### Required work
A: In the text on sex during pregnancy, how long after childbirth do doctors suggest holding off on sex?
B: Pick up the text on sex during pregnancy after its final sentence and continue it.

### Text for analysis
++++++++
Ashok adds that there’s no reason to stop having sex, at least in the first two trimesters of the pregnancy. May we say a mild hurrah? For Anuja, an HR manager in Mumbai, her doctor’s recommendation was simple enough — have all the sex you want, because you won’t be able to do it for at least some months, once the baby is born. Doctors also suggest you don’t have sex for four to six weeks after childbirth to let your body recharge.
Okay, but will it hurt the baby?
Sex, even penetrative sex, cannot cause a miscarriage. The baby is in amniotic fluid inside the strong walls of the uterus, which is far away from the action, regardless of how well-endowed a man may imagine he is. Even in advanced stages of pregnancy when you might think of the baby as a mini human, sexual activity will only feel like some manner of rocking motion to the baby. So also, the mother’s orgasms (bless them and may they multiply) are of zero interest or relevance to the unborn child.
What are the exceptions? In the later months of the pregnancy, if a woman is diagnosed as having a placenta previa (where the placenta lies over the internal opening of the cervix) then penetrative sex should be avoided. Women awaiting news of a pregnancy after an IVF implantation are often told not to rock the boat with sexual activity or even masturbation. Women who have experienced heavy bleeding in the first trimester of a pregnancy are often also similarly warned to hold off until it can be confirmed that the pregnancy is stable. Even in these cases, doctors give all a green flag to sexual activity when the pregnancy seems to be going fine again.
Dr Suchitra Nene, a gynaecologist at Nene Clinic, Vadodara, says, “There are certain conditions where it is dangerous for a pregnant woman to have sex, but otherwise it is completely fine. It’s only under serious conditions — when the placenta is low, if the woman has a history of recurrent abortion, if she has a patulous cervix (a distended uterine opening), if there is an infection, or if her membrane has already broken — do we advise her not to have sex.”
Which brings us to the how
Dr Namrata Kachhara, a gynaecologist at Medanta Hospital, Delhi, says, “In the early stages of the first trimester, the embryo is just being implanted, so jerky movements should be avoided.” But in the second trimester, as long as both partners are comfortable, there’s no reason to let government’s unconvincing recommendations regulate your sex life.
++++++++
[Data entries]
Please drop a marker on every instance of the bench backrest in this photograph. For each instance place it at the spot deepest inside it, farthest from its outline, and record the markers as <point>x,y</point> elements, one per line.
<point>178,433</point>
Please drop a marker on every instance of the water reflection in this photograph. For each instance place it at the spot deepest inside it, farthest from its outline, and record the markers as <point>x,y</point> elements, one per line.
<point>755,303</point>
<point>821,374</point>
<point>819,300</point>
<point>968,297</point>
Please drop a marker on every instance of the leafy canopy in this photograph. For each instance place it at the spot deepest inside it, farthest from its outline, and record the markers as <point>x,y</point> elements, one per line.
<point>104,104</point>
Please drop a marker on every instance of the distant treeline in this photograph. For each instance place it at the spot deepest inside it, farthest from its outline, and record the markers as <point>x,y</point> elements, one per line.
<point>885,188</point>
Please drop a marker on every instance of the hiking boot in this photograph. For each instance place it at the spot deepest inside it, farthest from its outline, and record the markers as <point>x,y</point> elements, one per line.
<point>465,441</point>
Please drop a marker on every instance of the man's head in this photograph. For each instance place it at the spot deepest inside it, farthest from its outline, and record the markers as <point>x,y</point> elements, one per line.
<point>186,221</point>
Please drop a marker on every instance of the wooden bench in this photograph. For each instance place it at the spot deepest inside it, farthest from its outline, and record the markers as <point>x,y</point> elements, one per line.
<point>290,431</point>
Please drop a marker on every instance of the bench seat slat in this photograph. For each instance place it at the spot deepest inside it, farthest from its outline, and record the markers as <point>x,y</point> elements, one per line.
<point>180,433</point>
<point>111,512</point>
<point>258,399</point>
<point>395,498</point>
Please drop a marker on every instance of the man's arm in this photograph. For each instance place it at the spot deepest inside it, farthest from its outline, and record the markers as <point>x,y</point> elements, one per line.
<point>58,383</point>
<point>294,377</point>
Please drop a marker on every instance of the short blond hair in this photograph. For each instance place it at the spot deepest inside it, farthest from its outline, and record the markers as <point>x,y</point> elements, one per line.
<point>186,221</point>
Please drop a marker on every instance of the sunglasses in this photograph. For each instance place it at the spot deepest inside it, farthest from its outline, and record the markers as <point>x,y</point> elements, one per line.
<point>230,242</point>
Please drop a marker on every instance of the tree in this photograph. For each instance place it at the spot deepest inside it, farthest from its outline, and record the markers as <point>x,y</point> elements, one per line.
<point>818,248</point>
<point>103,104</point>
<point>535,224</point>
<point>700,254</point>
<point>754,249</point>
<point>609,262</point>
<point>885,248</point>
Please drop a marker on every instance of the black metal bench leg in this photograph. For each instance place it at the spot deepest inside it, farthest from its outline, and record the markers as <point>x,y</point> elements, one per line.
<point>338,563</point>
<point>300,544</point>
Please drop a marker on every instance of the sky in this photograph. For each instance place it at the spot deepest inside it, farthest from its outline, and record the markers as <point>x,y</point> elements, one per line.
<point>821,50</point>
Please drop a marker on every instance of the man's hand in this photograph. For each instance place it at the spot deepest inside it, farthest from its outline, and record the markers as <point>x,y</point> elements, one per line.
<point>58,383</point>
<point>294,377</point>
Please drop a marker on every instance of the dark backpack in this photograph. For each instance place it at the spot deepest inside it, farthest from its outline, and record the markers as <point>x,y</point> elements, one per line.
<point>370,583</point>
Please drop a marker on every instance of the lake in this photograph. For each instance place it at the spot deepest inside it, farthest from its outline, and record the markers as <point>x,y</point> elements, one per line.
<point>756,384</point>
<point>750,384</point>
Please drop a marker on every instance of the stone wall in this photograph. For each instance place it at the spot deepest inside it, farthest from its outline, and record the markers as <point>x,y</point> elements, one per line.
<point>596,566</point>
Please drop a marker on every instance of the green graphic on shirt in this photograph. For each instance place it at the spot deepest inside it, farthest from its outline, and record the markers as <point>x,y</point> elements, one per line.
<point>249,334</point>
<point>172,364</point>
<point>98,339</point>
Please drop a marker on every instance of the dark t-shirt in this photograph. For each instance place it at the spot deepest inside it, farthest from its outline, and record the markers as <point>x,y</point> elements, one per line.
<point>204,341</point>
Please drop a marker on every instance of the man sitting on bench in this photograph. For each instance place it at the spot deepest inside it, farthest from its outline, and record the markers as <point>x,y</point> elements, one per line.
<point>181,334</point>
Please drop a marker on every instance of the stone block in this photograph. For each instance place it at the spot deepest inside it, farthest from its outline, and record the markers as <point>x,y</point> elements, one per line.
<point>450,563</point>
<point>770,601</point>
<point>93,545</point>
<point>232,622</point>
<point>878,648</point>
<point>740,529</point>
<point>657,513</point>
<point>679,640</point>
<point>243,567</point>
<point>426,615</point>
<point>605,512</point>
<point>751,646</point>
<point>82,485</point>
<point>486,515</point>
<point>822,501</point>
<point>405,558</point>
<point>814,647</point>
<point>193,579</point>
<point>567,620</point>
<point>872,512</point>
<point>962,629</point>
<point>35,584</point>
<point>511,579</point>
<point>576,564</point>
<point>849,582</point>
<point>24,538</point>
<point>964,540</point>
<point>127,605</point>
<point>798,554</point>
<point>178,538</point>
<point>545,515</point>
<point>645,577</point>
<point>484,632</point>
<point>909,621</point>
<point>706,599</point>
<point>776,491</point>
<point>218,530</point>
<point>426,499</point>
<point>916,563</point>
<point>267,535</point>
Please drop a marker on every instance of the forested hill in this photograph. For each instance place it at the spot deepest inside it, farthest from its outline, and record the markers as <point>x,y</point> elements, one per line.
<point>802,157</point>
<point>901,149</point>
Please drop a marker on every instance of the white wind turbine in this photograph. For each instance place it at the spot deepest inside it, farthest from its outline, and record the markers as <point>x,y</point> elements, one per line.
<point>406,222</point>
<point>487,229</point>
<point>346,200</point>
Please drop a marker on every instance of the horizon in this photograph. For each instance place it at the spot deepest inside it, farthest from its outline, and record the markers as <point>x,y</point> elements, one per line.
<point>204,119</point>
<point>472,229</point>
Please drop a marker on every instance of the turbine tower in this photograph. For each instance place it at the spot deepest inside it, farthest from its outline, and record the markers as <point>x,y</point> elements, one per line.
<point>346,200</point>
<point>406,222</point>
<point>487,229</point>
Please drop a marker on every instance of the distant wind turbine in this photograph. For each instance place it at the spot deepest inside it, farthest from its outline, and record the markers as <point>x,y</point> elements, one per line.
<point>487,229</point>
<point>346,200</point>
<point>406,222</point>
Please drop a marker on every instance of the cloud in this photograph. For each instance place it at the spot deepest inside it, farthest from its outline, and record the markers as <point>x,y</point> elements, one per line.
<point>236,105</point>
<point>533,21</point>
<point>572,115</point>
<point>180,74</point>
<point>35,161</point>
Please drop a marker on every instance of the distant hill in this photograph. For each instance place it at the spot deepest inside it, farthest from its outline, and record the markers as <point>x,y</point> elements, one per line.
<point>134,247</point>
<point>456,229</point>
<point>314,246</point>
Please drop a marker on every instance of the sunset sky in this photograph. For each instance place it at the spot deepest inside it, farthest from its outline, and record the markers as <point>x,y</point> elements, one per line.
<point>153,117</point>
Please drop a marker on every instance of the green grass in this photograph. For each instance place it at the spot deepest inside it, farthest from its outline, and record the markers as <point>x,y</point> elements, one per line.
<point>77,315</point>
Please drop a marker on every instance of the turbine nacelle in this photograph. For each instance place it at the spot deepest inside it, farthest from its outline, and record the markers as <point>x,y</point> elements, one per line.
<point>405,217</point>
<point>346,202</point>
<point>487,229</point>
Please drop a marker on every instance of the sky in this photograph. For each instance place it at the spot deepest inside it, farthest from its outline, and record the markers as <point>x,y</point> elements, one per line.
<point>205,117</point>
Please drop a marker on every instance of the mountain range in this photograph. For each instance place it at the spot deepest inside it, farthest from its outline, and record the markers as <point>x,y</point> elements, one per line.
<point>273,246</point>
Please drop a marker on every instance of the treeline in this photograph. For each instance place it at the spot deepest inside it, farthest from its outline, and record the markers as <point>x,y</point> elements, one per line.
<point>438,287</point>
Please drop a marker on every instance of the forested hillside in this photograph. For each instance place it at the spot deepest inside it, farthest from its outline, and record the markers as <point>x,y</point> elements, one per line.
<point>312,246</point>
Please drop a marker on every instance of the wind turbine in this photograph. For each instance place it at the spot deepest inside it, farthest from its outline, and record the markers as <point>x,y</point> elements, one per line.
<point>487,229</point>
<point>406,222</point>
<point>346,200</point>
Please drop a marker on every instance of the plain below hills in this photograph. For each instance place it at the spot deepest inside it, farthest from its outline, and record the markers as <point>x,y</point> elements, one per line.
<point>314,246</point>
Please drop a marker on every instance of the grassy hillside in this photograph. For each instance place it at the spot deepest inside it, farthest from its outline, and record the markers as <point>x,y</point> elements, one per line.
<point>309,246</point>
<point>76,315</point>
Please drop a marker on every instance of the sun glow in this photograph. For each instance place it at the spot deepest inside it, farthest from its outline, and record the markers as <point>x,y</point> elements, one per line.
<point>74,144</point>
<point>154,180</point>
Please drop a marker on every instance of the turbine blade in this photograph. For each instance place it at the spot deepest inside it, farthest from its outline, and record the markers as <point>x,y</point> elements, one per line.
++++++++
### Answer list
A: Four to six weeks.

B:
Ashok says that it’s important that the woman be comfortable during sex. From the second trimester onwards, it’s suggested that women even sleep on their sides so the uterus does not put pressure on the spine and major blood vessels. So missionary position sex is not really a good plan. Spoon-style, doggy-style or sex with the woman on top works fine. If your belly is not a vast hindrance, even sitting facing each other can work. Obviously, there is no problem in any variation of oral sex during pregnancy.
He also recommends using some form of barrier protection to prevent sexually transmitted infections during pregnancy. Condoms are the easiest and least bureaucratic.
The last thing a pregnant woman wants to deal with is a sexually transmitted infection, or a urinary tract infection, which the male partner could even pass on unwittingly. If the government really wants to get all the way up our vaginas, perhaps they should spend some time and money recommending that more men use condoms whether their partner is male, female, pregnant or not.
In the meanwhile, let us remember that nine months is a very long time to be without sex if you are feeling the feels.
Co-published with Firstpost.
June 16, 2017 at 4:35 pm
Sex is also incredibly helpful to induce labor – oxytocin is the hormone released during an orgasm and kickstart labor and prostaglandin in semen can help soften the cervix!